I heard that line for the first time last week. Google reveals it’s been around for a while. I couldn’t find out who first said it, but it triggered a few reflections.

It reminded me of a clip from a movie featuring Bette Midler. She says to some other character, “Enough about me, let’s talk about you. What do you think of me?” It reminded me of what a friend once pointed out: When you look at a group photo, and you happen to be in the group, where do your eyes go first? You look at how you look in the picture. It reminded me of what Frederick Buechner wrote about humility, that illusive virtue that disappears as soon as we become aware of it, bringing that temptation to be proud of how humble we are. Buechner wrote:

Humility is often confused with saying you’re not much of a bridge player when you know perfectly well you are. Conscious or otherwise, this kind of humility is a form of gamesmanship. If you really aren’t much of a bridge player, you’re apt to be rather proud of yourself for admitting it so humbly. This kind of humility is a form of low comedy. True humility doesn’t consist of thinking ill of yourself but of not thinking of yourself much differently from the way you’d be apt to think of anybody else. It is the capacity for being no more and no less pleased when you play your own hand well than when your opponents do.

Mr. Buechner challenges us to question the way we think about what’s in our hearts. There aren’t easy answers. This is a spiritual issue. It’s been said that the word “ego” is really an acronym: edging God out. This calls for spiritual work. It’s complicated, because as I’ve said before, quoting a clergyman I admire, I never met a motive that wasn’t mixed. Amidst the mixed motives, how do we combat the tendency to think that it’s all about me? (Newsflash: It’s a tendency that is a particular challenge for clergy, among other professions. Just saying.)

For those who try to be Jesus followers, it has to do with having the mind of Christ. See the passage from Philippians below. That passage includes an ancient hymn by which the early church figured out how to put faith to work in the world. It comes with seeing Jesus as a person for others, and deciding to follow him by doing the same: being a person for others. Maybe begin each day with this thought, a kind of prayer: How can I be of service this Monday?

**Exercise goal**.
In the reflection on humility, what acronym is the word "ego" said to stand for? The listing that follows has no connection to the reflection on humility.

**Data records**.
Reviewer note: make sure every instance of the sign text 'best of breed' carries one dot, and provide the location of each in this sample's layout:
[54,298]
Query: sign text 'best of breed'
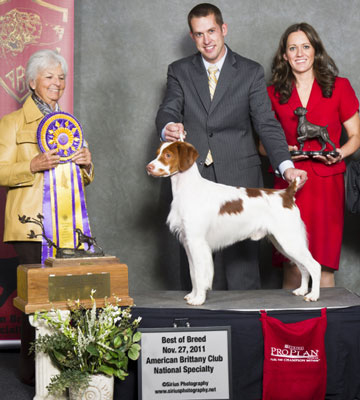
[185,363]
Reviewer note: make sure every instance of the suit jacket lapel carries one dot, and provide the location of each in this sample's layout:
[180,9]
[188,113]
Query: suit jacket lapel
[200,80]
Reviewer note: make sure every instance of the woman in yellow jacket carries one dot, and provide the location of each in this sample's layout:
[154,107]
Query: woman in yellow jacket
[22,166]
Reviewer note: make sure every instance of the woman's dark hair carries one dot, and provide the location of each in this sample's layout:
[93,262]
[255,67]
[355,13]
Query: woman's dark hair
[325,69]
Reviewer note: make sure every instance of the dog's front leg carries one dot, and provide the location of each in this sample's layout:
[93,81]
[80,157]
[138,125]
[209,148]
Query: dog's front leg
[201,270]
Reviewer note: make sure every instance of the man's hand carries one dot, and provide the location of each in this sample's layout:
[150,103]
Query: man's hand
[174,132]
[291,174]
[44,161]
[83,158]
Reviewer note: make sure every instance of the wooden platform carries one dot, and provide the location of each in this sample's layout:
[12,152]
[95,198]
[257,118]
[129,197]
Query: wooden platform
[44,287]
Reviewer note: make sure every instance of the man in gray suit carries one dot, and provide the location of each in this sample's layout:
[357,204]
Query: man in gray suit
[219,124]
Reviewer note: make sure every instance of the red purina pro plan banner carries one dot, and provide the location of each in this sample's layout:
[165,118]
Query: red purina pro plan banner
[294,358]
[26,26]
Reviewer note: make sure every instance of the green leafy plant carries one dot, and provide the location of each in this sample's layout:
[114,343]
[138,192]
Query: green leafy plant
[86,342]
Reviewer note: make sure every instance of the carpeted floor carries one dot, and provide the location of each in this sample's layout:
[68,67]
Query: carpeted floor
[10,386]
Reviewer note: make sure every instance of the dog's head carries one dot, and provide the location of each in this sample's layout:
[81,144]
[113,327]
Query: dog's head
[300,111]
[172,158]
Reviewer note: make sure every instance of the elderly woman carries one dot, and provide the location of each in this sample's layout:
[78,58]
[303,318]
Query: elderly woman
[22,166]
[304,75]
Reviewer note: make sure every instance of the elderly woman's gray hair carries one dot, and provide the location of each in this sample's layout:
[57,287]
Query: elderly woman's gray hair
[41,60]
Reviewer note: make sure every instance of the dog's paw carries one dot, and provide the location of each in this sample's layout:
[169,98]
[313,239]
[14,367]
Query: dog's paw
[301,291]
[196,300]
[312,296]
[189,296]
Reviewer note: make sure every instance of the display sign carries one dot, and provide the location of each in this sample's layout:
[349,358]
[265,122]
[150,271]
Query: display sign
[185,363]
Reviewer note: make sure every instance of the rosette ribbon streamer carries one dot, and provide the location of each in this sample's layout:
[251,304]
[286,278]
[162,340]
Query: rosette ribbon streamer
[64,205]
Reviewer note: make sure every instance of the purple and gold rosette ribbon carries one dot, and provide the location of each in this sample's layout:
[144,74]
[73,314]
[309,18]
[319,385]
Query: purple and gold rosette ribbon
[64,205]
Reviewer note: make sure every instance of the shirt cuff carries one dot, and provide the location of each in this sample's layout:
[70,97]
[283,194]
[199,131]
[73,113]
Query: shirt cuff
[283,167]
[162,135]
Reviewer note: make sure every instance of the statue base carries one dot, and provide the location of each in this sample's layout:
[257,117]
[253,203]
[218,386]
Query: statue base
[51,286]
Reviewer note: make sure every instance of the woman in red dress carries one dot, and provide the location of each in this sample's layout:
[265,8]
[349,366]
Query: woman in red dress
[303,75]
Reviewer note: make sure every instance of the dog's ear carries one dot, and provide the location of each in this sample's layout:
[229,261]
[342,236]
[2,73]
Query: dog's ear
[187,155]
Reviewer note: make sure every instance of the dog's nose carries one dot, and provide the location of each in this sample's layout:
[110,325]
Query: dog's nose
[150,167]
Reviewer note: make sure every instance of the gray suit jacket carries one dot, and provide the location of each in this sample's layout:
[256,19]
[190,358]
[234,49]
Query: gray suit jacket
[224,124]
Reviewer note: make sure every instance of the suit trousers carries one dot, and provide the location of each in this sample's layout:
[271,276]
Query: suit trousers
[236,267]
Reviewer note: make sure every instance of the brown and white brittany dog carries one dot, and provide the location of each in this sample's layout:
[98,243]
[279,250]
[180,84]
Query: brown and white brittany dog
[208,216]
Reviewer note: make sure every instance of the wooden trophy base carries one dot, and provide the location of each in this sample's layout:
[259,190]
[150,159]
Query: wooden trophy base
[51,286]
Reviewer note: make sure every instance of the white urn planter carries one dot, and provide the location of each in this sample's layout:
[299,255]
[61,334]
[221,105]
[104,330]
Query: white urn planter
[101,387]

**Result**.
Edging God out.